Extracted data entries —
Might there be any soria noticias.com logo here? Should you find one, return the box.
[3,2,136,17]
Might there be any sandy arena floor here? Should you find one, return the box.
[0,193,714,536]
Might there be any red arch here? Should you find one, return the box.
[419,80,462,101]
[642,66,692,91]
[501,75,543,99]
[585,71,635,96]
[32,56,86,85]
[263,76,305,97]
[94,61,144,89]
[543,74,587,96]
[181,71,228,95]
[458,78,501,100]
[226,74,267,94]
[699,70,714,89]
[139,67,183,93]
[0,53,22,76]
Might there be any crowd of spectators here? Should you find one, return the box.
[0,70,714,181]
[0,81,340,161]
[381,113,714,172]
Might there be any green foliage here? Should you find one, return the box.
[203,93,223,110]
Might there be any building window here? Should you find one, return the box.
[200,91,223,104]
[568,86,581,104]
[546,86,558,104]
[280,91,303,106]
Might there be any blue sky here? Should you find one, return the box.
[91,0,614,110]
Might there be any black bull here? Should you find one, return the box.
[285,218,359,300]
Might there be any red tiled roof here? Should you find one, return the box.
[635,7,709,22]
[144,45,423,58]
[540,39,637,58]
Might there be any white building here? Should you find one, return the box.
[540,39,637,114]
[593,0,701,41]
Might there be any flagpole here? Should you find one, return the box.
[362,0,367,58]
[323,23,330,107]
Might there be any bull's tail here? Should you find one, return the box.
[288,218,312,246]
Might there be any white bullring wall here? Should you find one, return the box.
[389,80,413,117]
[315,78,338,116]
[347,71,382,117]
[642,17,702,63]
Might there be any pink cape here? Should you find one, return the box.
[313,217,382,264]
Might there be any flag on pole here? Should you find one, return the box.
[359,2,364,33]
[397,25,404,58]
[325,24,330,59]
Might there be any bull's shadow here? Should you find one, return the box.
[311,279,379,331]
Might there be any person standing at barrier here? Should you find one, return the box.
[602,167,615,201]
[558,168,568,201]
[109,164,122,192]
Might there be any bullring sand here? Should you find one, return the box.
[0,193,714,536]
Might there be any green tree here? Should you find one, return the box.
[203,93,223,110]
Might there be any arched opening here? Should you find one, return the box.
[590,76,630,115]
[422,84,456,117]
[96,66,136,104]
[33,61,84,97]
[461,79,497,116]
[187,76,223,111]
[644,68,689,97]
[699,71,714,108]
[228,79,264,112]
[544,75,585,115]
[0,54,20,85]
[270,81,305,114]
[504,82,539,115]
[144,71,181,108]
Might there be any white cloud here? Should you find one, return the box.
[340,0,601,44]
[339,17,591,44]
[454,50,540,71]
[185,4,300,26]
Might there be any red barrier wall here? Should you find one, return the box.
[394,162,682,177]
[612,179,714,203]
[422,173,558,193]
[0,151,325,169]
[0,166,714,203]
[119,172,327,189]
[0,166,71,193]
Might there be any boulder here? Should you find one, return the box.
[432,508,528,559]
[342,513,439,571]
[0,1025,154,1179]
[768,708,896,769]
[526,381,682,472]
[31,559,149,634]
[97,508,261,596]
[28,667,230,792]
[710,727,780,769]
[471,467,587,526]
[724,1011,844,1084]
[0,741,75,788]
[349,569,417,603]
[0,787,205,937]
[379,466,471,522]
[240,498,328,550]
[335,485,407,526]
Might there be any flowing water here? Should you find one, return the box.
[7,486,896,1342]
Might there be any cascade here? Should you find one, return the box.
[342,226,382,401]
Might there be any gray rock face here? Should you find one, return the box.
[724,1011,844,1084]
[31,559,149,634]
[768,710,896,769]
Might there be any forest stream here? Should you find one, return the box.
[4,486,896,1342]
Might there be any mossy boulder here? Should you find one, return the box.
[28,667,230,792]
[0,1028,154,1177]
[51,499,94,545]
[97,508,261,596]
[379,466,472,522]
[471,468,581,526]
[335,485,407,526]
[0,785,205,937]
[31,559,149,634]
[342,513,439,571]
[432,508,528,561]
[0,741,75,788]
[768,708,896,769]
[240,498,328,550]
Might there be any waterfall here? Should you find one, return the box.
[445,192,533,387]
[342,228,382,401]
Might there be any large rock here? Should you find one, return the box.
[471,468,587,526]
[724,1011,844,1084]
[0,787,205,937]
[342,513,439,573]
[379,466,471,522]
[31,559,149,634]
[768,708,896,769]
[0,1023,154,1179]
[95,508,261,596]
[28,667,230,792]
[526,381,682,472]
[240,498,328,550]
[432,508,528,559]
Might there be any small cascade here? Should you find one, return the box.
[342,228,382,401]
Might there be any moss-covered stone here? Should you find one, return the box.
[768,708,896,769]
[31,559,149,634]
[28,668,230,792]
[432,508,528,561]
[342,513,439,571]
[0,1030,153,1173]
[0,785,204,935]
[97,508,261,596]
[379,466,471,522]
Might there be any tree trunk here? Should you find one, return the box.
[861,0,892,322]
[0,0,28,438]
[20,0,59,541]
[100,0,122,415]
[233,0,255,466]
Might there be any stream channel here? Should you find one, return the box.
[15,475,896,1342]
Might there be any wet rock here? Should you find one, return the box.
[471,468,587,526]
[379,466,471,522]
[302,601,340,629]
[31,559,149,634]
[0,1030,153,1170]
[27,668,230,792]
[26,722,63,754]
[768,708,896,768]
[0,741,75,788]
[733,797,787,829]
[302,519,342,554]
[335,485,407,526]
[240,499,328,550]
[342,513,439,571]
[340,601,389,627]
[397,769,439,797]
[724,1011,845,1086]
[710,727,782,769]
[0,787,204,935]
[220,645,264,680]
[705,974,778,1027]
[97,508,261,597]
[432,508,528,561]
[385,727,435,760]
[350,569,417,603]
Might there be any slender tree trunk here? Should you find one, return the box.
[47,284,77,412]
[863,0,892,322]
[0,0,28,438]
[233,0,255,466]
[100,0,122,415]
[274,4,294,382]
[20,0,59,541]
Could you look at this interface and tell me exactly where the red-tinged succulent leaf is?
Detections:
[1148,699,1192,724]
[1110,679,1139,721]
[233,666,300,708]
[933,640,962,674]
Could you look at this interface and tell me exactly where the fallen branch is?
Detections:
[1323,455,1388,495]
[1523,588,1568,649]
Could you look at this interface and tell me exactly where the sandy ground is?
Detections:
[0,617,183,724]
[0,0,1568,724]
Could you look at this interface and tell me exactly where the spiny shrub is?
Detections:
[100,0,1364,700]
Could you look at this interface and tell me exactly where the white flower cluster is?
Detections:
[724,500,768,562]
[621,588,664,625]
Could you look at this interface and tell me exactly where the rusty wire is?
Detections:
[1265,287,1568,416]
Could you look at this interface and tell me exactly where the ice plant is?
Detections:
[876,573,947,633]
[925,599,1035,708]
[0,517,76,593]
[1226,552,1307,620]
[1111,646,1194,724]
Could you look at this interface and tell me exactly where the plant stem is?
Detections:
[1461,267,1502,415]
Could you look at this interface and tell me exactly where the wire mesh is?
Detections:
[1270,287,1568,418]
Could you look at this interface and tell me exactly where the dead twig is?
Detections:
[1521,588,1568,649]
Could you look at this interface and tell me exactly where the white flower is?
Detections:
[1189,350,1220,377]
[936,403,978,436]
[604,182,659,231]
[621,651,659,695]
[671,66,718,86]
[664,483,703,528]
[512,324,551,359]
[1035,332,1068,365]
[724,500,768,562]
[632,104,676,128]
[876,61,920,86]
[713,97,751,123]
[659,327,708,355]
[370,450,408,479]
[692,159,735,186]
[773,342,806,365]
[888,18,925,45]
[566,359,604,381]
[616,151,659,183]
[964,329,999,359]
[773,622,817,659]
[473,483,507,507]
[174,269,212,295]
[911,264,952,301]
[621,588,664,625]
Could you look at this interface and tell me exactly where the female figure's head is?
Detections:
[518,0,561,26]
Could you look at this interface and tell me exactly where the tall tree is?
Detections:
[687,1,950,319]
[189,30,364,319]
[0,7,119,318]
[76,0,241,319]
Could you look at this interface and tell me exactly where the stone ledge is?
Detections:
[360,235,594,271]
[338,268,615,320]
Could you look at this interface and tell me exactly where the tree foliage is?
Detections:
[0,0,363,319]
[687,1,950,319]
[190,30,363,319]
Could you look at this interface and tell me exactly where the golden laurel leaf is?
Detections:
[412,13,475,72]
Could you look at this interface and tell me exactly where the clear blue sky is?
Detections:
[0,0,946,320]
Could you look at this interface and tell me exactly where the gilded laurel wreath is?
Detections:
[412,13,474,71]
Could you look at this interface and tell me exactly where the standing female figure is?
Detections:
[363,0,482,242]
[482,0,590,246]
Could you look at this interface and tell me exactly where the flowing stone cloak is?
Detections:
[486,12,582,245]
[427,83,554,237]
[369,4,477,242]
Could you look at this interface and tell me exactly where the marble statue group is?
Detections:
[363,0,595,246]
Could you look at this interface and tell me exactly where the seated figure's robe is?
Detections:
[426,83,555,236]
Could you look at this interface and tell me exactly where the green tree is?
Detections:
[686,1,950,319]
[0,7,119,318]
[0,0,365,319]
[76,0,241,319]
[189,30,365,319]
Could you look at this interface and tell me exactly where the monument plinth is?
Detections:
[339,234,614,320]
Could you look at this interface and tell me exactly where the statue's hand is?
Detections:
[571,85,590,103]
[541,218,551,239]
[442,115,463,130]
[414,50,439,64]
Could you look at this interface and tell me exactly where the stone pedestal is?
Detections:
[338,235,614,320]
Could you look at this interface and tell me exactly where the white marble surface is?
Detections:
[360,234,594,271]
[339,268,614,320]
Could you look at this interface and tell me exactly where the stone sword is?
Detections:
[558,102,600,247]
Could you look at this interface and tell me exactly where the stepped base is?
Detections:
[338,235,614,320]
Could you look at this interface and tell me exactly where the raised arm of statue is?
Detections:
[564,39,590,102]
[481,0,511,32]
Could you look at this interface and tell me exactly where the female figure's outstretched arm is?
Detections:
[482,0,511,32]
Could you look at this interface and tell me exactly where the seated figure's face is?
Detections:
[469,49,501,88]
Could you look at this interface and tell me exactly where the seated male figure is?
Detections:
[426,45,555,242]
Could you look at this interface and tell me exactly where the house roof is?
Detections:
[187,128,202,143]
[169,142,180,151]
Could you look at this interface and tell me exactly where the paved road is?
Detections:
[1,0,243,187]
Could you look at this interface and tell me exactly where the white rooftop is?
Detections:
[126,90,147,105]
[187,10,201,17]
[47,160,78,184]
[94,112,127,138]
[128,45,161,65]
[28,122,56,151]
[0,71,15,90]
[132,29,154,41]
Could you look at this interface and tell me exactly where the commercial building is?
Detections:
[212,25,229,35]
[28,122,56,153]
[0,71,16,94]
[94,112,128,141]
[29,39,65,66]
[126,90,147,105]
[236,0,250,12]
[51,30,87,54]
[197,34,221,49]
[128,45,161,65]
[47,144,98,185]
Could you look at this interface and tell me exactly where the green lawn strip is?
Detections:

What to do —
Edit the records from the first line through the line containing "[325,24,330,59]", replacing "Should you find one" with "If you find one" and changing nothing else. Give only those lines.

Response —
Might there be any soria noticias.com logo here? If you find one, return the box.
[3,2,136,17]
Might there be any sandy arena floor here? If you find one, return the box.
[0,193,714,536]
Might there be any red arch here? If you find one, return the box.
[419,80,462,101]
[642,66,692,91]
[501,75,543,99]
[585,71,635,96]
[32,56,86,85]
[263,76,305,97]
[94,61,144,89]
[543,74,587,96]
[181,71,228,95]
[458,78,501,100]
[226,74,267,94]
[699,70,714,89]
[139,67,183,93]
[0,53,22,76]
Might there be any crowd of spectators here? If you find one, return the box.
[0,70,714,181]
[0,81,340,161]
[381,113,714,172]
Might there be any green foliage here? If you find one, return the box.
[203,93,223,110]
Might there be any building window here? If you find one, return the box.
[200,91,223,104]
[568,86,581,104]
[546,86,558,104]
[280,91,303,106]
Might there be any blue sky here? If you find one, return the box.
[91,0,614,110]
Might there be any black bull here? If you find one, return the box.
[285,218,359,300]
Might there be any red tiled roof here? If you find one, return the box.
[635,7,709,22]
[144,45,423,58]
[540,39,637,58]
Might there be any white building here? If you find one, return the box.
[540,39,637,114]
[593,0,701,41]
Might there be any flagpole here? If you find one, return the box.
[362,0,367,58]
[323,23,330,107]
Might there be any bull's tail here? If you find one, return the box.
[288,218,312,246]
Might there be any white bullring wall here? If you find one, return the box.
[389,80,413,117]
[315,78,338,116]
[347,71,382,117]
[642,17,702,63]
Might there be any pink cape here? If you find one, return the box.
[313,217,382,264]
Might there be any flag on pole here? If you find one, return the box.
[359,2,364,33]
[397,25,404,58]
[325,24,330,59]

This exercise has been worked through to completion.